§ Exercise
Write the next part of the post profiling the Boris Charmatz workshop dancers, picking up after its final line.

Posted September 1st, 2016

On September 9th and 10th FringeArts and Drexel University’s Westphal College will present Levée des conflits, a dance in the round from world-renowned choreographer and dancer Boris Charmatz, as part of the 2016 Fringe Festival. Beginning September 7th, Westphal is hosting a series of lectures and workshops—professional and community—around the performances as part of a series dubbed Boris Charmatz: Dancing Dialogues,capped off with an informal performance from the professional workshop of 24 local dance artists. In anticipation, Dancing Dialogues has been profiling each participant and we’ll sharing their reflections on their craft here. (Pt.1 here)

Loren Groenendaal

loren groenendaal

(photo by Bill Herbert)

“The practice of being present in a meditation practice applied to movement is really amazing. But then it’s also not an attachment practice. It’s like here’s myself and I’m putting it out there but immediately adapting to another, and immediately being yourself. Like always renewing yourself in another and being bold enough to put something out there but not being too attached to the outcome. That’s been a huge life lesson that I’ve gotten back from contact improv. Dancing or teaching – putting out an idea in the world, moving in the body, and don’t be attached to the outcome.”

beau hancock

(photo by Lindsay Browning)

§ Entries provided
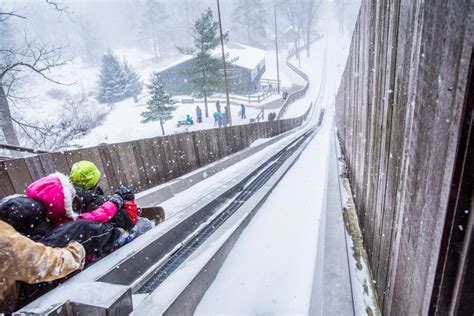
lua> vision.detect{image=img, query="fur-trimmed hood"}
[26,172,78,226]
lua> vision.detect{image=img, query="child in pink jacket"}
[26,172,123,227]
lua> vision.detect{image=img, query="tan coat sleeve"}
[2,221,85,283]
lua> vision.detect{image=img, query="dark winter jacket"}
[0,195,52,240]
[38,220,120,258]
[73,187,107,214]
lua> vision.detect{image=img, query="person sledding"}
[0,220,85,314]
[69,160,153,241]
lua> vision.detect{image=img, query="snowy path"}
[196,107,332,315]
[196,3,358,315]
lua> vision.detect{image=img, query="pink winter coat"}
[26,172,118,227]
[26,172,79,227]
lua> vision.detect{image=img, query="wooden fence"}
[0,114,307,198]
[336,0,474,315]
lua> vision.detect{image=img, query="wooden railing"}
[0,114,307,197]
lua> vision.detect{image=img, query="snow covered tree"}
[142,72,176,136]
[232,0,267,45]
[179,8,229,117]
[123,59,143,103]
[97,49,126,103]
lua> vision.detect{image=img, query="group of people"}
[213,100,247,127]
[0,161,152,314]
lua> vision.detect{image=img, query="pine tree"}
[142,72,176,136]
[232,0,267,45]
[97,49,125,103]
[123,58,143,103]
[179,8,228,117]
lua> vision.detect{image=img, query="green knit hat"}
[69,160,100,190]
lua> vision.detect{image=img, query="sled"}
[140,206,165,225]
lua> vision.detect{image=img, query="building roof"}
[160,42,266,71]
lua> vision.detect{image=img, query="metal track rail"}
[136,129,314,294]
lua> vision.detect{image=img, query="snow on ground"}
[196,3,362,315]
[285,1,357,118]
[13,39,304,147]
[196,103,332,315]
[78,100,258,147]
[262,48,305,90]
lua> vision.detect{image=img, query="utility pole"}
[273,4,280,94]
[216,0,232,126]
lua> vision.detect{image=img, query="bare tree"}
[0,0,73,145]
[284,0,304,65]
[14,94,110,151]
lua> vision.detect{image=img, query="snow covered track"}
[19,102,321,315]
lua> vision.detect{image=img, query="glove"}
[109,194,123,209]
[115,186,135,201]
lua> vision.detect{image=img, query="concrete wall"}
[336,0,474,315]
[0,113,308,198]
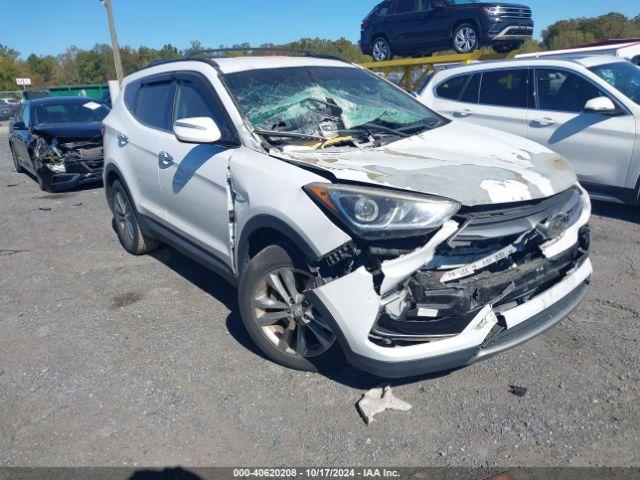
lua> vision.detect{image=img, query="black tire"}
[109,180,159,255]
[238,245,344,372]
[451,23,480,53]
[491,42,523,54]
[371,37,393,62]
[9,143,26,173]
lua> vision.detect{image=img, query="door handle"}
[533,117,558,127]
[158,152,173,168]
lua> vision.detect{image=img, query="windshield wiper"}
[348,122,409,138]
[399,118,443,132]
[254,130,326,141]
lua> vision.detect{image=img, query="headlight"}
[303,183,460,240]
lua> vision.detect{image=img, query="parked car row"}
[420,57,640,204]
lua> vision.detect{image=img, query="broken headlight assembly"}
[303,183,460,240]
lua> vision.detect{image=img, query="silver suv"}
[104,50,592,377]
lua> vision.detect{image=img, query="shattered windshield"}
[225,67,442,146]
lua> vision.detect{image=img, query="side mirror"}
[583,97,620,115]
[173,117,222,143]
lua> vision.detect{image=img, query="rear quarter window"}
[436,74,480,103]
[480,69,529,108]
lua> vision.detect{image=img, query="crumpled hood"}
[33,122,102,140]
[278,121,577,206]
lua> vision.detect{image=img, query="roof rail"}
[148,47,350,67]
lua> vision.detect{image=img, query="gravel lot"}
[0,120,640,466]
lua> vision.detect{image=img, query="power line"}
[100,0,124,83]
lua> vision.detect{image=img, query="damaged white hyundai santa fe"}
[104,53,592,377]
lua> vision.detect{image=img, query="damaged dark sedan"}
[9,97,109,192]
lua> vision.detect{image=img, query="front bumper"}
[38,160,103,192]
[308,186,593,378]
[483,18,534,42]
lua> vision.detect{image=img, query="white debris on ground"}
[358,387,411,423]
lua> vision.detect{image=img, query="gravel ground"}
[0,121,640,466]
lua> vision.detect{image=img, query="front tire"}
[371,37,393,62]
[451,23,480,53]
[110,180,159,255]
[238,245,341,372]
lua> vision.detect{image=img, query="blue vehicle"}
[9,97,109,192]
[360,0,534,62]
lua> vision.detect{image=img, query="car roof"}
[206,55,353,73]
[436,55,627,77]
[28,97,103,105]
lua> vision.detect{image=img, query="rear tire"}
[371,37,393,62]
[9,143,26,173]
[110,180,159,255]
[238,245,343,372]
[451,23,480,54]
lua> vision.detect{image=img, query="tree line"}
[0,12,640,90]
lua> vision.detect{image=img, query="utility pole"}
[101,0,124,83]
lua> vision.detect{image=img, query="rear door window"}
[436,74,480,103]
[135,80,172,130]
[536,69,604,113]
[480,69,529,108]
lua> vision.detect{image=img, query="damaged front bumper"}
[34,137,104,192]
[308,189,593,378]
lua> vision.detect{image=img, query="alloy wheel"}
[113,191,135,246]
[253,267,336,358]
[454,27,478,53]
[371,38,390,62]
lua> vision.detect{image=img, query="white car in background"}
[420,57,640,204]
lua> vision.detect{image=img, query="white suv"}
[104,49,592,377]
[420,57,640,204]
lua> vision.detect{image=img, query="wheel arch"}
[235,214,320,276]
[449,17,484,42]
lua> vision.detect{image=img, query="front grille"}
[500,7,532,20]
[449,187,583,247]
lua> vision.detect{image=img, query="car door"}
[416,0,450,47]
[118,74,173,222]
[462,68,533,137]
[158,72,239,267]
[527,68,636,187]
[385,0,420,53]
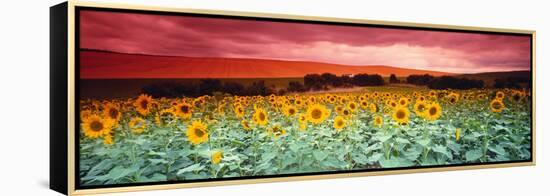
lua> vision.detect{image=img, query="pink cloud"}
[80,11,531,73]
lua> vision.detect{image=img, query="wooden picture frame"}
[50,0,536,195]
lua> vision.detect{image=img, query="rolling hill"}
[80,49,455,79]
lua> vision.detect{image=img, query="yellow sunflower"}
[423,102,441,121]
[186,120,208,145]
[306,104,330,124]
[416,96,426,102]
[373,115,384,127]
[298,114,307,123]
[300,122,307,131]
[253,108,269,126]
[333,116,346,131]
[369,103,378,113]
[211,150,223,165]
[334,106,344,114]
[80,110,92,122]
[490,98,506,113]
[134,94,153,116]
[241,119,251,131]
[414,101,426,117]
[81,114,112,138]
[348,101,357,112]
[283,105,298,116]
[360,101,369,110]
[392,107,410,124]
[495,91,504,100]
[233,105,244,118]
[128,117,147,134]
[428,90,437,98]
[455,128,461,142]
[388,100,397,108]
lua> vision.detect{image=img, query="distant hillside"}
[458,71,531,86]
[80,50,454,79]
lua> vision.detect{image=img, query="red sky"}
[80,11,531,73]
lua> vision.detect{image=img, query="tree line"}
[142,73,530,97]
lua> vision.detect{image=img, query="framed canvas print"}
[50,1,535,195]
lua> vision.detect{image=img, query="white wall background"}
[0,0,550,196]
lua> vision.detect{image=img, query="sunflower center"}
[180,105,189,113]
[311,109,323,119]
[90,121,103,132]
[195,129,204,137]
[429,107,437,115]
[288,108,296,115]
[493,102,502,110]
[416,104,425,111]
[139,100,149,109]
[273,127,281,136]
[395,110,405,119]
[109,108,118,118]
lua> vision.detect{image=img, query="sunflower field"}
[77,87,531,186]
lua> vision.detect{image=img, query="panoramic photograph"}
[76,10,532,187]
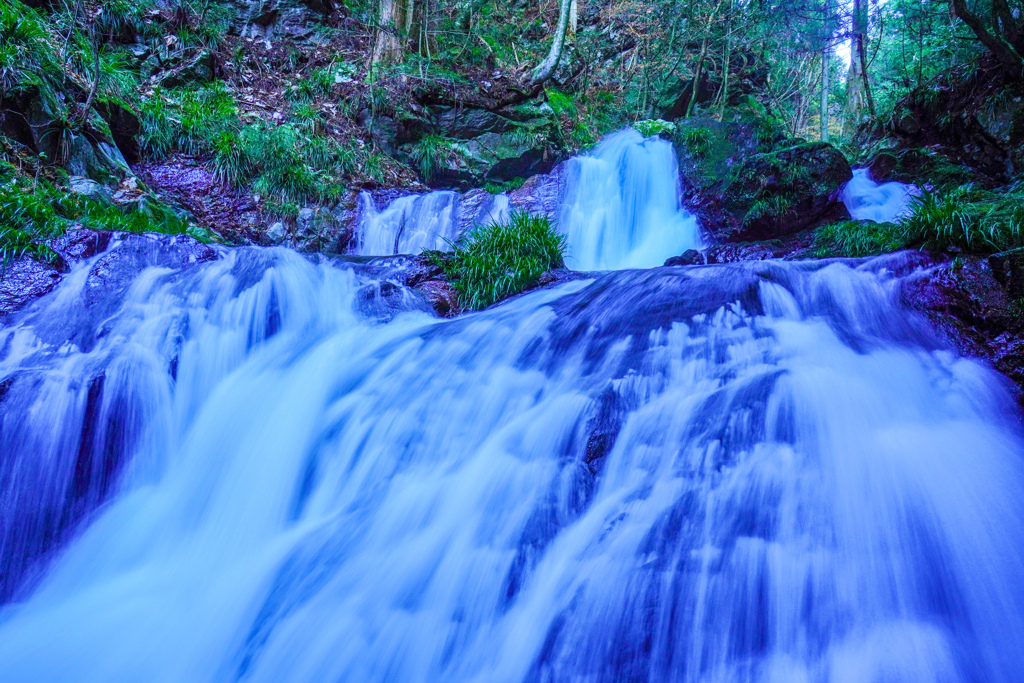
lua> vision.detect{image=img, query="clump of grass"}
[0,169,189,262]
[483,176,526,195]
[139,85,350,205]
[815,185,1024,256]
[0,0,61,103]
[814,220,906,258]
[410,134,468,182]
[679,126,712,159]
[633,119,676,137]
[427,212,565,310]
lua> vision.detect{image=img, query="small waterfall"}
[841,168,921,223]
[557,128,700,270]
[355,190,509,256]
[356,191,459,256]
[0,237,1024,683]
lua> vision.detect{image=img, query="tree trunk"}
[371,0,417,66]
[683,36,708,119]
[950,0,1024,79]
[852,0,874,119]
[819,46,831,142]
[530,0,572,83]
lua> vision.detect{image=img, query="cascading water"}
[841,168,921,223]
[557,128,700,270]
[354,190,509,256]
[355,128,700,270]
[0,228,1024,683]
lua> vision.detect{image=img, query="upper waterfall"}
[0,239,1024,683]
[557,128,700,270]
[841,168,921,223]
[355,128,700,270]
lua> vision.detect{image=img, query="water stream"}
[841,168,921,223]
[0,142,1024,683]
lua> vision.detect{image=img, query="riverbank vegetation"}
[0,0,1024,290]
[427,212,565,310]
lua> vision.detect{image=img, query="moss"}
[814,220,906,258]
[0,167,197,262]
[426,212,565,309]
[633,119,676,137]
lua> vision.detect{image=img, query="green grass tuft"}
[427,212,565,310]
[633,119,676,137]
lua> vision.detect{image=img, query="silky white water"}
[0,233,1024,683]
[556,128,701,270]
[354,128,701,270]
[841,168,921,223]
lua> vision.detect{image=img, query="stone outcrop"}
[673,120,853,243]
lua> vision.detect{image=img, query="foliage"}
[814,220,905,258]
[427,212,565,309]
[633,119,676,137]
[0,166,189,262]
[678,127,712,159]
[410,134,469,182]
[815,185,1024,256]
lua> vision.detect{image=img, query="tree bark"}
[950,0,1024,79]
[853,0,874,119]
[371,0,417,66]
[819,47,831,142]
[530,0,572,84]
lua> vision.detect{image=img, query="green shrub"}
[483,176,526,195]
[679,126,712,159]
[633,119,675,137]
[814,220,906,258]
[0,175,189,261]
[427,212,565,309]
[410,134,468,182]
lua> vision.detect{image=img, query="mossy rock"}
[866,147,980,187]
[711,142,853,242]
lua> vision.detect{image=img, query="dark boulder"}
[665,249,705,265]
[677,128,853,242]
[900,253,1024,395]
[0,258,62,315]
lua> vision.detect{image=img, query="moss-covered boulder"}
[674,121,853,242]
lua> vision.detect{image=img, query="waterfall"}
[356,128,701,270]
[0,233,1024,683]
[557,128,700,270]
[841,168,921,223]
[355,191,510,256]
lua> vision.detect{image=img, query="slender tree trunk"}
[853,0,874,119]
[819,47,831,142]
[683,35,708,119]
[371,0,418,66]
[949,0,1024,79]
[530,0,572,83]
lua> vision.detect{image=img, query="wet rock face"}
[358,256,462,317]
[0,258,61,316]
[715,142,853,242]
[900,252,1024,397]
[673,119,853,243]
[291,207,352,255]
[0,229,218,324]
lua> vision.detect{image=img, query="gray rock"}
[69,175,113,203]
[0,258,61,315]
[160,50,215,88]
[665,249,705,265]
[264,221,288,245]
[292,207,352,255]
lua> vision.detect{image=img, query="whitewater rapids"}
[0,238,1024,683]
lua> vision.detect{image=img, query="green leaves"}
[815,185,1024,256]
[427,212,565,309]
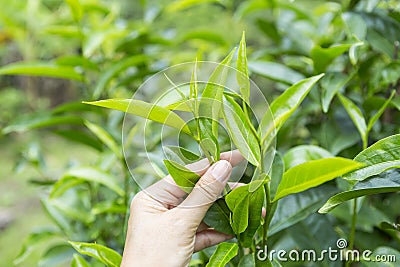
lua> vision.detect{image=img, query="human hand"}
[121,151,243,267]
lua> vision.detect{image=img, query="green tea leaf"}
[206,242,239,267]
[93,55,147,99]
[274,157,363,201]
[83,99,191,135]
[71,254,90,267]
[13,228,62,265]
[69,241,122,267]
[37,244,74,267]
[203,198,234,235]
[223,96,261,166]
[367,90,396,132]
[202,48,236,139]
[65,0,83,21]
[225,186,250,234]
[268,185,337,236]
[310,44,352,72]
[164,146,201,164]
[283,145,333,170]
[238,254,256,267]
[240,184,265,247]
[164,159,200,191]
[321,72,353,113]
[271,74,324,130]
[0,62,83,81]
[343,134,400,181]
[236,32,250,103]
[338,94,368,147]
[270,152,285,199]
[318,172,400,213]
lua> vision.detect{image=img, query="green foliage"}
[0,0,400,266]
[206,242,238,267]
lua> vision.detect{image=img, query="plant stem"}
[345,198,358,267]
[346,141,368,267]
[120,156,130,237]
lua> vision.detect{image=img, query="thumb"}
[178,160,232,224]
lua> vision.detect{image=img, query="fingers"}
[177,160,232,224]
[145,150,244,209]
[194,229,234,252]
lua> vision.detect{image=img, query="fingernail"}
[211,160,232,183]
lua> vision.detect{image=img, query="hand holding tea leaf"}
[121,151,243,266]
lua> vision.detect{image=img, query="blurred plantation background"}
[0,0,400,266]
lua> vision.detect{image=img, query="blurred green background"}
[0,0,400,266]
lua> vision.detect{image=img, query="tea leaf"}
[37,244,74,267]
[367,90,396,132]
[206,242,239,267]
[203,198,234,235]
[249,61,304,85]
[225,186,250,234]
[13,228,62,265]
[274,157,363,201]
[283,145,333,170]
[164,159,200,191]
[202,48,236,138]
[69,241,122,267]
[321,72,355,113]
[268,74,324,133]
[343,134,400,181]
[223,96,261,166]
[268,185,337,235]
[83,99,191,135]
[236,32,250,103]
[240,184,266,247]
[71,254,90,267]
[164,146,201,164]
[338,94,367,147]
[310,44,352,72]
[318,172,400,213]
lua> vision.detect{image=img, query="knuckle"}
[130,191,146,211]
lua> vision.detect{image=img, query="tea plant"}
[0,0,400,266]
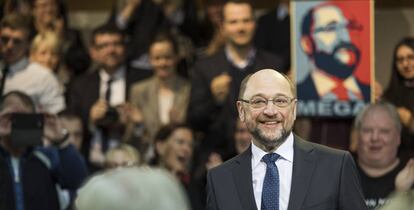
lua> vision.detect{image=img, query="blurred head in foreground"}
[76,167,189,210]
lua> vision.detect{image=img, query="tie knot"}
[262,153,280,165]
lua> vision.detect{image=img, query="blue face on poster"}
[301,4,362,79]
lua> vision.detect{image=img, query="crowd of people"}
[0,0,414,210]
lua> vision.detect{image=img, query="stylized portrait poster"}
[292,0,374,117]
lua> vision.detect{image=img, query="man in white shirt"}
[207,69,366,210]
[0,14,65,113]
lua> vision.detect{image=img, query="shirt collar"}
[99,66,126,82]
[277,4,289,21]
[252,132,293,168]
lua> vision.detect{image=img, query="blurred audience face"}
[60,117,83,151]
[2,94,34,113]
[396,45,414,79]
[30,33,59,70]
[234,120,252,154]
[76,167,190,210]
[149,41,177,79]
[237,69,296,151]
[357,107,400,168]
[156,127,193,172]
[91,33,125,71]
[223,2,255,47]
[30,43,59,70]
[105,144,141,169]
[33,0,58,26]
[0,27,29,64]
[106,150,134,168]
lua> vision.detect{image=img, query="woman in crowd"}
[383,37,414,156]
[30,32,60,73]
[30,0,90,83]
[130,34,190,153]
[151,124,194,183]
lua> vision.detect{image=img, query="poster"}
[291,0,374,117]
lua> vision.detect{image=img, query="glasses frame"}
[237,96,297,109]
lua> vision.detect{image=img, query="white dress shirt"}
[252,132,293,210]
[4,58,65,113]
[99,67,126,106]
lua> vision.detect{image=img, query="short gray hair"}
[76,167,190,210]
[354,101,402,132]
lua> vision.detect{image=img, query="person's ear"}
[236,101,246,122]
[300,36,313,55]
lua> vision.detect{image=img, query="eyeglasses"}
[239,96,296,109]
[0,36,23,45]
[95,41,123,50]
[313,20,363,34]
[396,55,414,64]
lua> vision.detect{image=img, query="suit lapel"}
[233,147,257,210]
[288,136,316,210]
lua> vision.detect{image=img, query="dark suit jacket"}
[297,74,371,102]
[207,136,366,210]
[254,8,290,69]
[187,50,283,154]
[68,65,147,123]
[68,68,147,154]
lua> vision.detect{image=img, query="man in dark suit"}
[187,0,283,160]
[254,0,290,69]
[207,69,366,210]
[68,25,145,162]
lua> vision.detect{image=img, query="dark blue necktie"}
[261,153,280,210]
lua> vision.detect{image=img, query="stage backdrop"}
[291,0,374,117]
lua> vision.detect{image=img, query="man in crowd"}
[355,102,413,209]
[207,69,366,210]
[187,0,283,159]
[68,25,142,165]
[0,91,87,210]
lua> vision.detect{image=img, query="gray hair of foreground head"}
[76,167,190,210]
[354,101,402,132]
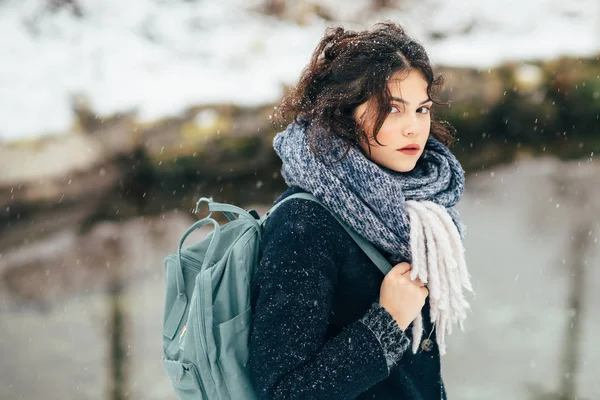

§ Written answer
Beau Hancock

“Both sides [audience and dancers] are hampered. To be an observer, you are divorced from the lived experience of the dance, which is such a beautiful understanding of what’s inside the work. Although there is empathic kinesthetic understanding of having a body, of taking in sensory information when watching a performer. You feel it in your bones. You feel a leap across the stage in your pelvis. And for the performers, they’re also missing the beauty of the macro-vision of the work. An audience gets to swim in the fullness of the dance.”

 

Gabrielle Revlock

gabrielle revlock

(photo by Hallie Martenson)

“A performance is like a portal to this other world. And it feels like a real gift to be able to enter into this other world, entering this other self. I think in a lot of my performances, I’m playing some version of myself. It’s like we have all these different sides of ourselves, it’s all in there but maybe there’s one dominant side that people are seeing in daily life. To turn that into a different side and a performance is really satisfying to me. I really wish that everyone could have the opportunity to perform and to know themselves in this different way.”